▶ [Given problem A]
In the ML Kit text recognition tutorial, how many requests are free on the Blaze plan?
▶ [Given problem B]
Return verbatim the passage of the ML Kit text recognition tutorial starting at "You’ll need to" and ending at "the Enable button.".

Text Recognition with ML Kit

Enabling Firebase for in-cloud text recognition

There are a couple of extra steps to complete in order to run text recognition in the cloud. You’ll do this now, as it takes a couple minutes to propagate and be usable on your device. It should then be ready for when you get to that part of the tutorial.

On the Firebase console for your project, ensure you’re on the Blaze plan instead of the default Spark plan. Click on the plan information in the bottom left corner of the screen to change it.

You’ll need to enter payment information for Firebase to proceed with the Blaze plan. Don’t worry, the first 1000 requests are free, so you don’t have to pay towards it over the course of following this tutorial. You can switch back to the free Spark plan when you’ve finished the tutorial.

If you’re hesitant to put in payment information, you can just stick with the Spark plan while following the on-device steps in the remainder of the tutorial, and then just skip over the instruction steps below for using ML Kit in the cloud. :]

Next, you need to enable the Cloud Vision API. Choose ML Kit in the console menu at the left.

Next, choose Cloud API Usage on the resulting screen.

This takes you to the Cloud Vision API screen. Make sure to select your project at the top, and click the Enable button.

In a few minutes, you’ll be able to run your text recognition in the cloud!

Detecting text on-device

Now you get to dig into the code! You’ll start by adding functionality to detect text in the image on-device.

You have the option to run text recognition on both the device and in the cloud, and this flexibility allows you to use what is best for the situation. If there’s no network connectivity, or you’re dealing with sensitive data, running the model on-device might be better.

In MainActivityPresenter.kt, find the runTextRecognition() method to fill in. Add this code to the body of runTextRecognition(). Use Alt + Enter on PC or Option + Return on a Mac to import any missing dependencies.

view.showProgress()
val image = FirebaseVisionImage.fromBitmap(selectedImage)
val detector = FirebaseVision.getInstance().visionTextDetector

This starts by signaling to the view to show the progress so you have a visual queue that work is being done. Then you instantiate two objects, a FirebaseVisionImage from the bitmap passed in, and a FirebaseVisionTextDetector that you can use to detect the text.

Now you can use that detector to detect the text in the image. Add the following code to the same runTextRecognition() method below the code you added previously. There is one method call, processTextRecognitionResult() that is not implemented yet, and will show an error because of it. Don’t worry, you’ll implement that next.

detector.detectInImage(image)
    .addOnSuccessListener { texts ->
      processTextRecognitionResult(texts)
    }
    .addOnFailureListener { e ->
      // Task failed with an exception
      e.printStackTrace()
    }

Using the detector, you detect the text by passing in the image. The method detectInImage() takes two callbacks, one for success, and one for error. In the success callback, you have that method you still need to implement.

Once you have the results, you need to use them. Create the following method:

private fun processTextRecognitionResult(texts: FirebaseVisionText) {
  view.hideProgress()

▶ [Supplied information]

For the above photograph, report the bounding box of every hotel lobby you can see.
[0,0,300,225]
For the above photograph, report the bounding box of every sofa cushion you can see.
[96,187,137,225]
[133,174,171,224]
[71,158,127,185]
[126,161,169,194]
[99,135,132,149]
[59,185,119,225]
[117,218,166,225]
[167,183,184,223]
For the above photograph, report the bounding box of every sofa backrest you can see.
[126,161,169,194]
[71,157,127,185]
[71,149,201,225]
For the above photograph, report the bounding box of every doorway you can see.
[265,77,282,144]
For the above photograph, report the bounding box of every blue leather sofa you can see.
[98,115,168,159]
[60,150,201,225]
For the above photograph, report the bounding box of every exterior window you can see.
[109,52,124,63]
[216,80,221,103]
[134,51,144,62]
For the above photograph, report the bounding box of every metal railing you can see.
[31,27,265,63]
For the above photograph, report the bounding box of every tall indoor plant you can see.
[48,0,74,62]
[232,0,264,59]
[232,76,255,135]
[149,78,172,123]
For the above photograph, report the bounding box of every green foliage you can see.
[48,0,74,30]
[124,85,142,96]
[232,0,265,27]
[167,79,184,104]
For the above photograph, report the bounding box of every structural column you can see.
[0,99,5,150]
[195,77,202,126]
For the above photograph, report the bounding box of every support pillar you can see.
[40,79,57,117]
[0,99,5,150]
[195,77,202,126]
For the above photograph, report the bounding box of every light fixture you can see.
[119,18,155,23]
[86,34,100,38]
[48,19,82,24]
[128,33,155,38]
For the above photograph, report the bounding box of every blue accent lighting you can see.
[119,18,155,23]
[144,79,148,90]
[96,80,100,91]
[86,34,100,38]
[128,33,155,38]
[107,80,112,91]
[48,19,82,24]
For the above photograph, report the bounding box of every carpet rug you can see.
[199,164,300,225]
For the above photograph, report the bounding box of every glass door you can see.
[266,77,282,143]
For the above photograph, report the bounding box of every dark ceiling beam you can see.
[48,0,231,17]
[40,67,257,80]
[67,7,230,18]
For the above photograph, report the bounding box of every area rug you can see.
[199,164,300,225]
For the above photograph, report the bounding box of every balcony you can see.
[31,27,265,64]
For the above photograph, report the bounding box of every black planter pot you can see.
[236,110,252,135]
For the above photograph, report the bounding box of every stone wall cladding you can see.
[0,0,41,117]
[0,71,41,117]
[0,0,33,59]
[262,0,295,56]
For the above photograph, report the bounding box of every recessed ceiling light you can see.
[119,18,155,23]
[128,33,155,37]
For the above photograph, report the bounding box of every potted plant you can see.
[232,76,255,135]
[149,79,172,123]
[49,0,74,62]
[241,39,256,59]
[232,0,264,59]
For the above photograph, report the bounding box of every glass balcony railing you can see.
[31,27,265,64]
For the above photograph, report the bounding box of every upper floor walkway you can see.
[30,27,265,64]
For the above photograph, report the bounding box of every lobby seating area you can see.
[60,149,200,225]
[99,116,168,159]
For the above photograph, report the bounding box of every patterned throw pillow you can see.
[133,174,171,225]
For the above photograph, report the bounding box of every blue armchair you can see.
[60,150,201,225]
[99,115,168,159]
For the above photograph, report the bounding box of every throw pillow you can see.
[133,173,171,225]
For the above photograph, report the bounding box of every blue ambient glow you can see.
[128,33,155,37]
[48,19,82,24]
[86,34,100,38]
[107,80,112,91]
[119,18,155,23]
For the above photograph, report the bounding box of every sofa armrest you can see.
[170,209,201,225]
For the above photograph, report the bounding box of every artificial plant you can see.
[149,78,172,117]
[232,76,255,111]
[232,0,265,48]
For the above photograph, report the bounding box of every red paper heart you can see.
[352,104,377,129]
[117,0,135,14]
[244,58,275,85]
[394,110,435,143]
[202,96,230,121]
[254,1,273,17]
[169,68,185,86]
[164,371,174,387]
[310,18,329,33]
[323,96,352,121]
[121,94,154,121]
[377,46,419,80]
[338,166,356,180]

==

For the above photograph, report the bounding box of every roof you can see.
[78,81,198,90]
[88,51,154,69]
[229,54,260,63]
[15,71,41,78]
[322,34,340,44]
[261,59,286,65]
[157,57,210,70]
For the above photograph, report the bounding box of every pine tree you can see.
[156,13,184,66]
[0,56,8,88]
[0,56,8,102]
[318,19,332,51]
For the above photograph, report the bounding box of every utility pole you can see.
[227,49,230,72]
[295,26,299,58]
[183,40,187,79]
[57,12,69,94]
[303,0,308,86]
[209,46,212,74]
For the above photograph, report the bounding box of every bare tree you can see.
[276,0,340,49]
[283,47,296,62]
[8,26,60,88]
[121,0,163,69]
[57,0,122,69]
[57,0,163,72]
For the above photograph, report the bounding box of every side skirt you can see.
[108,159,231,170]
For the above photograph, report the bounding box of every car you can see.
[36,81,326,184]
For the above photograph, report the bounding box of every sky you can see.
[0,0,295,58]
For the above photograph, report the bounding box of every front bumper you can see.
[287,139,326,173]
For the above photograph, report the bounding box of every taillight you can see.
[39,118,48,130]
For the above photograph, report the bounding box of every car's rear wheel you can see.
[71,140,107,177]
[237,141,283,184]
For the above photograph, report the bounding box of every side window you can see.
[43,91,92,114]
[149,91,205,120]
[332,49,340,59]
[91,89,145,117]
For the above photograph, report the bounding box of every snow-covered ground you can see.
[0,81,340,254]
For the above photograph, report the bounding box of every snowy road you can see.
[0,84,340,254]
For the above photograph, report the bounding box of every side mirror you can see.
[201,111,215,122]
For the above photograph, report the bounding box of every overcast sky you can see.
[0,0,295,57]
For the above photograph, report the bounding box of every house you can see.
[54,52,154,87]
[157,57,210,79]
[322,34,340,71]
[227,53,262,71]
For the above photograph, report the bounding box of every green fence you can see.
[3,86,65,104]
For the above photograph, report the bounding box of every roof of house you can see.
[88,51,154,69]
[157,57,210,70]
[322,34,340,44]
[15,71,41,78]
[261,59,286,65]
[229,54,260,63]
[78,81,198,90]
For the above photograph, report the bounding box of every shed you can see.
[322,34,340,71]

...

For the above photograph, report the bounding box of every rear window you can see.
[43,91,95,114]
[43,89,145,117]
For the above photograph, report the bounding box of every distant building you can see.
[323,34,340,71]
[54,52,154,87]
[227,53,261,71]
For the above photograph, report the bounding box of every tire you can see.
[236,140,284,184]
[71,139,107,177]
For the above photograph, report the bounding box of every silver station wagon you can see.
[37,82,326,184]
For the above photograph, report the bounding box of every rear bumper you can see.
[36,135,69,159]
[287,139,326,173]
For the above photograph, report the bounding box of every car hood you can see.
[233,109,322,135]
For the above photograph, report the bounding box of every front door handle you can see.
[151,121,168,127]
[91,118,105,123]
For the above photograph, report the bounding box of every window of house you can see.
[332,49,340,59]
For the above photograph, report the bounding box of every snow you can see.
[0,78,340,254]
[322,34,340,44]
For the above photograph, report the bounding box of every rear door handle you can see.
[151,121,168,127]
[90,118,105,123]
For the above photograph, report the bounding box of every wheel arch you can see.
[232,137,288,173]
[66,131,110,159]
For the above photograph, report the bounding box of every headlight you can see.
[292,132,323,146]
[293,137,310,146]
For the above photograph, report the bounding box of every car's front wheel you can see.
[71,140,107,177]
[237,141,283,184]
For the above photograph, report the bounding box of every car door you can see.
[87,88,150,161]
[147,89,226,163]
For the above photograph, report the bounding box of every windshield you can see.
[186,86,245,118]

▶ [Reply A]
The first 1000 requests are free.

▶ [Reply B]
You’ll need to enter payment information for Firebase to proceed with the Blaze plan. Don’t worry, the first 1000 requests are free, so you don’t have to pay towards it over the course of following this tutorial. You can switch back to the free Spark plan when you’ve finished the tutorial.

If you’re hesitant to put in payment information, you can just stick with the Spark plan while following the on-device steps in the remainder of the tutorial, and then just skip over the instruction steps below for using ML Kit in the cloud. :]

Next, you need to enable the Cloud Vision API. Choose ML Kit in the console menu at the left.

Next, choose Cloud API Usage on the resulting screen.

This takes you to the Cloud Vision API screen. Make sure to select your project at the top, and click the Enable button.